* **WHAT THIS TASK INVOLVES**
Pick out and copy every line of the material that contains the word "target". Case counts.

* **EXTRACTED RECORDS**
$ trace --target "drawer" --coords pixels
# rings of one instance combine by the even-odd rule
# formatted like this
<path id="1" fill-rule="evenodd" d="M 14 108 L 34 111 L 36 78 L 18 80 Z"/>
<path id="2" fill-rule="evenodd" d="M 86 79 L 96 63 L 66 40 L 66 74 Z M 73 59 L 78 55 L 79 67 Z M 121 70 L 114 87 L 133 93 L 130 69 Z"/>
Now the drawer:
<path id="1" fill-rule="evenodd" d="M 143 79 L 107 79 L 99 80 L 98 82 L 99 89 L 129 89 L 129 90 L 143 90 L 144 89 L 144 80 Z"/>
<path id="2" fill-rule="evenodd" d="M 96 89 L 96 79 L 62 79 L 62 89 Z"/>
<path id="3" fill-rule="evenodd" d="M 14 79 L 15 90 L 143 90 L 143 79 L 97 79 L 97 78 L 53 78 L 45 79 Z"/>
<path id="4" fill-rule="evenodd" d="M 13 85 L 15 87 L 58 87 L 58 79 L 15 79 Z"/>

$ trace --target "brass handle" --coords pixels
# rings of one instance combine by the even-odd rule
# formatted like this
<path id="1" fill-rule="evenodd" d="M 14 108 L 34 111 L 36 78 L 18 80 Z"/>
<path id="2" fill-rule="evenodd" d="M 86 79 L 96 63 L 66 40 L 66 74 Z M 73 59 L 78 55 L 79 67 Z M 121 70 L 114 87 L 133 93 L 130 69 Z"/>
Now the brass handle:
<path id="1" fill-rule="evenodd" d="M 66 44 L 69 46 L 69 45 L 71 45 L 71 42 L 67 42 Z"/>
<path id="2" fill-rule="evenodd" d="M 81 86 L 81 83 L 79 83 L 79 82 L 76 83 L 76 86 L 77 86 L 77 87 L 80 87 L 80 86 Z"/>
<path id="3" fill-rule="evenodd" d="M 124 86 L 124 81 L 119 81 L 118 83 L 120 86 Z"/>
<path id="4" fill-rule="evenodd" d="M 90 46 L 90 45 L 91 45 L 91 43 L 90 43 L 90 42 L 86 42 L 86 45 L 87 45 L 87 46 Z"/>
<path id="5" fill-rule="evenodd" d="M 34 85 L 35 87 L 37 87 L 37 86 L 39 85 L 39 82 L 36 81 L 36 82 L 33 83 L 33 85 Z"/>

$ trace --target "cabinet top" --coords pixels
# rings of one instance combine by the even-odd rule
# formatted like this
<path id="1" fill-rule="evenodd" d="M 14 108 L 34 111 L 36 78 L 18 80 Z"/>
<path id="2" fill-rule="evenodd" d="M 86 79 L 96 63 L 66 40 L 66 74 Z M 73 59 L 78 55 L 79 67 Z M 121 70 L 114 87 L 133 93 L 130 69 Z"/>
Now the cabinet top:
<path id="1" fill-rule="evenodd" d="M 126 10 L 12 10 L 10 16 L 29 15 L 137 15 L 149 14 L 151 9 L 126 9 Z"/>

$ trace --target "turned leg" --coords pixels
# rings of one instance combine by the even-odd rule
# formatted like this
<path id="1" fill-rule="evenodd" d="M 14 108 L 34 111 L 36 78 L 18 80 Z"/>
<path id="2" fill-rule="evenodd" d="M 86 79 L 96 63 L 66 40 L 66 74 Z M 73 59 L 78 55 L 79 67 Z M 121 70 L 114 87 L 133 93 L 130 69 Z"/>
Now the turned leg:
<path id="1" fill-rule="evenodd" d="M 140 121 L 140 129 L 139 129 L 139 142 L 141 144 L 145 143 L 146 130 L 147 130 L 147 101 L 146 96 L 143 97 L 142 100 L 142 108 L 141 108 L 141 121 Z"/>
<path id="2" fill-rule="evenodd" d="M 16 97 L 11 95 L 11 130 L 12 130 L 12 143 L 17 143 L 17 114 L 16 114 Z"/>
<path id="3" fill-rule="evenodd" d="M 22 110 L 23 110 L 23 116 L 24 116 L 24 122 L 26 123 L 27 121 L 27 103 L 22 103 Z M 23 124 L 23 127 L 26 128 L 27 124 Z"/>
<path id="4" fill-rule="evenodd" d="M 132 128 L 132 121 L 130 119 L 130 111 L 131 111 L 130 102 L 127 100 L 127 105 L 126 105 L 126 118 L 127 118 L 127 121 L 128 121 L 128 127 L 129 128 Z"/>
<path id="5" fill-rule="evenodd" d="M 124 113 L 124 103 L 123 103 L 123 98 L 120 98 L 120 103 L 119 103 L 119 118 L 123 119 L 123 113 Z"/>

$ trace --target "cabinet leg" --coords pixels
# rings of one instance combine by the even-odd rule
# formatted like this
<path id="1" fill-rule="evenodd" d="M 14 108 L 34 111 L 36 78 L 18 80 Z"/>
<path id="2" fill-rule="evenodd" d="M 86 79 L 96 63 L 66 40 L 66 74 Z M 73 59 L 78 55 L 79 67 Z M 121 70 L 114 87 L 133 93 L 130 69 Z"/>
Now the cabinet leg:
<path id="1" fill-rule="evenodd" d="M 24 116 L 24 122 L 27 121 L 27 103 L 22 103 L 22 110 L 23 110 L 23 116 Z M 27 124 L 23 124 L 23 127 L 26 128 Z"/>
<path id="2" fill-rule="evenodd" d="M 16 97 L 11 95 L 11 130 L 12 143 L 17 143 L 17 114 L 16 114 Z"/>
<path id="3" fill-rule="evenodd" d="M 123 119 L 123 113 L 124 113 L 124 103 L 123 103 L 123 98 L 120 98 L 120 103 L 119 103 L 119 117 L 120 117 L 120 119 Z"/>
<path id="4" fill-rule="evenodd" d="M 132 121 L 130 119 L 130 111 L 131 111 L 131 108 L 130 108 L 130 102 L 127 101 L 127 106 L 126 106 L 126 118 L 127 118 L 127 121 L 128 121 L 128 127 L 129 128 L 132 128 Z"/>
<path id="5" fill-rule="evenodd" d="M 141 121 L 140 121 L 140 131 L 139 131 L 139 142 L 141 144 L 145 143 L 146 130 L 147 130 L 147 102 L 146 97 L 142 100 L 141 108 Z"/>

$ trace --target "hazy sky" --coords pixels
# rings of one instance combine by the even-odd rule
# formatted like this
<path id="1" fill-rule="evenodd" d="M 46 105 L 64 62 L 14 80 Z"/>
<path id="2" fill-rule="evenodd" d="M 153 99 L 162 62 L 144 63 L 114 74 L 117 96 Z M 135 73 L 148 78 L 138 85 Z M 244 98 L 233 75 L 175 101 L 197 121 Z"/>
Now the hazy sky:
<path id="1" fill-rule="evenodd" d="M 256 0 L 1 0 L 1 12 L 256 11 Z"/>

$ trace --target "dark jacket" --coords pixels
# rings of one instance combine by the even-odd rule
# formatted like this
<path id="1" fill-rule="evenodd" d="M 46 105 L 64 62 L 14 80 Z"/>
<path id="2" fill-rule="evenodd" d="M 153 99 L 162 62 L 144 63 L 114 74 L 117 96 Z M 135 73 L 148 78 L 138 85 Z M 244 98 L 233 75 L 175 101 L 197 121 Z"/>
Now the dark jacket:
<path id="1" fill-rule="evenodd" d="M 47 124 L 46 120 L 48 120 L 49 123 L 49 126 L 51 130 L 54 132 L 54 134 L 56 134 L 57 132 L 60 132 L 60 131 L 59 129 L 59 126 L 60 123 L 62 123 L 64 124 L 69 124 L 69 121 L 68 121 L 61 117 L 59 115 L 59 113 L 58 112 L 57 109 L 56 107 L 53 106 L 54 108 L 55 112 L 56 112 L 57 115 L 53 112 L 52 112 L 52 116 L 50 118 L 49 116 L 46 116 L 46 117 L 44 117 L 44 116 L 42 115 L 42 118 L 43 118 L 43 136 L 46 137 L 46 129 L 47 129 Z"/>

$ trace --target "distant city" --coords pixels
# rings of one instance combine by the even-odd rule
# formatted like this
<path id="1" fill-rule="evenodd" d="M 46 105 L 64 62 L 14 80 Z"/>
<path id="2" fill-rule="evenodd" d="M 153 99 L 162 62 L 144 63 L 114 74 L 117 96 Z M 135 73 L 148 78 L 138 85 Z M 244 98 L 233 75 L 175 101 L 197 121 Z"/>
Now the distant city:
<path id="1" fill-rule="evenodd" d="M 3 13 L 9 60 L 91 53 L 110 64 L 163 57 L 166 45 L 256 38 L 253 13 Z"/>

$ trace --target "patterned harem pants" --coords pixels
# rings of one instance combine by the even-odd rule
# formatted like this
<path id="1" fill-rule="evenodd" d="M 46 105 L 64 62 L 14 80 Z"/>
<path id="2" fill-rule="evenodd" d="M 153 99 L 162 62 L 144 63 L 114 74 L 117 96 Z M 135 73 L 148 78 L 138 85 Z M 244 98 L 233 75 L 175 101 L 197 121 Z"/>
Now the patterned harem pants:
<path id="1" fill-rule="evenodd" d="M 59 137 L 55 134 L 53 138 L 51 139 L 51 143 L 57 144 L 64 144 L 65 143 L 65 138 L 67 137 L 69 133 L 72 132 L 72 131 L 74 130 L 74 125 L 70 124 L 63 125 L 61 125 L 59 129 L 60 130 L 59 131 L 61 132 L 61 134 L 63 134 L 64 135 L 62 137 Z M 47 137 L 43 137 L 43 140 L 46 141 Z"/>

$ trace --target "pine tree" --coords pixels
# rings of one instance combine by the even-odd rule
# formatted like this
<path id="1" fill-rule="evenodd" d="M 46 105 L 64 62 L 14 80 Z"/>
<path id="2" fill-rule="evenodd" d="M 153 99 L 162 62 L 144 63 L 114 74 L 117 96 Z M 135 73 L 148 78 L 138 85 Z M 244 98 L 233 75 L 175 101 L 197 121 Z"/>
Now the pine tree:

* **RESULT OF THIS TASK**
$ trace --target "drawer" --coords pixels
$ trace --target "brass handle" --coords pixels
$ trace --target "cabinet top" --coords pixels
$ trace --target "turned leg" --coords pixels
$ trace --target "cabinet leg" --coords pixels
$ trace --target "hazy sky" --coords pixels
$ trace --target "dark jacket" --coords pixels
$ trace --target "distant city" --coords pixels
$ trace --target "patterned harem pants" --coords pixels
$ trace --target "pine tree" --coords pixels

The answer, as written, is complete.